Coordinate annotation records
★ ★ ★

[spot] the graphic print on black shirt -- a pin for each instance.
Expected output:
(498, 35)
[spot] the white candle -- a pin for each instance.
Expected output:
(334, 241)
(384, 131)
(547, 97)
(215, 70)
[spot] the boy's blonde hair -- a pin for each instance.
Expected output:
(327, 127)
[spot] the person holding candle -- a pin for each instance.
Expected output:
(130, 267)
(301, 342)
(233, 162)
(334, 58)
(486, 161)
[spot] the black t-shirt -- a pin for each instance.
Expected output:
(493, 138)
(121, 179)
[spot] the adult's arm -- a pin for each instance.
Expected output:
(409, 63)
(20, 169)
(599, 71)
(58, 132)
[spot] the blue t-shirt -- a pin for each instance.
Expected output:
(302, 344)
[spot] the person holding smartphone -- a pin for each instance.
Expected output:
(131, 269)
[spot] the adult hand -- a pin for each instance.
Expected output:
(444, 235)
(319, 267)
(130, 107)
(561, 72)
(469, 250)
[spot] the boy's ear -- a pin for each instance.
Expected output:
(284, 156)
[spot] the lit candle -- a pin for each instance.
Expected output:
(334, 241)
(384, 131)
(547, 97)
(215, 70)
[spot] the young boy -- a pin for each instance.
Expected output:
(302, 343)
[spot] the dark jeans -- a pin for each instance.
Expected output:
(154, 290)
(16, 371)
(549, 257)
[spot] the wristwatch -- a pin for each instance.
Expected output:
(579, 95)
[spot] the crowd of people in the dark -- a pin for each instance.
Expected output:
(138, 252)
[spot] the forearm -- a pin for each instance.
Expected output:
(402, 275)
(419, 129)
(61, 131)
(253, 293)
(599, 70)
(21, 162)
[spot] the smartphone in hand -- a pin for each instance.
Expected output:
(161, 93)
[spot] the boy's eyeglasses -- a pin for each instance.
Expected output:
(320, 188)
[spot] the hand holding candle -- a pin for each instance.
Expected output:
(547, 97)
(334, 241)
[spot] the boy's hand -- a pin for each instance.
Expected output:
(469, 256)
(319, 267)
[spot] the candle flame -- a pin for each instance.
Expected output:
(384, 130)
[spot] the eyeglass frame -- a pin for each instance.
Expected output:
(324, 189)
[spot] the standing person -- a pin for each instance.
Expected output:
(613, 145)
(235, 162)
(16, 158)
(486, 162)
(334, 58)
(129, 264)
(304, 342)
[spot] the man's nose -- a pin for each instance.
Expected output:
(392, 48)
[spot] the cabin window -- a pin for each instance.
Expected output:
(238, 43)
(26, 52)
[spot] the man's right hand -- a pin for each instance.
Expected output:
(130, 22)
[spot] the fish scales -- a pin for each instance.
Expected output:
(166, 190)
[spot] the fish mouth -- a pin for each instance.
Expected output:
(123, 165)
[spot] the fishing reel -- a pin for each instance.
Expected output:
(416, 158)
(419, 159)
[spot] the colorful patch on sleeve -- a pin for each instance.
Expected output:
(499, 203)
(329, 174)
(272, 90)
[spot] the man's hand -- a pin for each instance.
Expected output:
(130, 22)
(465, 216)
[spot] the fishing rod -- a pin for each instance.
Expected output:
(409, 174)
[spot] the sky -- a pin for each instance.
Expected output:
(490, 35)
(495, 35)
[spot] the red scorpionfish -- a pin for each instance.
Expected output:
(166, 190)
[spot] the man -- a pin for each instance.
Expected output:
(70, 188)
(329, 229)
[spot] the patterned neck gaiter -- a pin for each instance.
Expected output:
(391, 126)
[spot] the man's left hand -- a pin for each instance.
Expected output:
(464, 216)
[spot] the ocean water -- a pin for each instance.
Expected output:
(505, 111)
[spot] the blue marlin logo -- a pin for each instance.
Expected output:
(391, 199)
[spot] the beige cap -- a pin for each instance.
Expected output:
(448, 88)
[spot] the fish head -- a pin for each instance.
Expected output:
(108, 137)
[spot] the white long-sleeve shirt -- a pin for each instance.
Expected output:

★ ★ ★

Written problem: Rewrite every line from the one containing "[spot] the man's hand" down to the end of the records, requests included, and offset each coordinate in the answers by adding 129 to both of its numbers.

Answer to the exercise:
[spot] the man's hand -- a pin for each instance.
Expected output:
(259, 151)
(594, 345)
[spot] the fishing rod -- a pin for each instance.
Expected output:
(538, 303)
[spot] the sky -- a pin for each instance.
Expected output:
(619, 164)
(624, 164)
[spot] the red scorpionfish -- a pin for each instance.
Expected output:
(295, 319)
[spot] the man -- a pin for each instance.
Expected output:
(199, 317)
(458, 358)
[spot] the patterned neck gaiter -- a pin for each instance.
Expected output:
(520, 255)
[spot] the man's left hand -- a pin for each instance.
Expected output:
(593, 345)
[spot] the ocean water -- a pin for each instance.
Expected output:
(634, 240)
[spot] the blue marlin logo -- a pin for each instance.
Expected output:
(520, 328)
[spot] the beige cap -- a pin for each instance.
Expected output:
(577, 217)
[spot] the fish head -- a pin for each instance.
Expected output:
(237, 266)
[spot] the white long-sleeve shirt -- a pin for each instance.
Expected output:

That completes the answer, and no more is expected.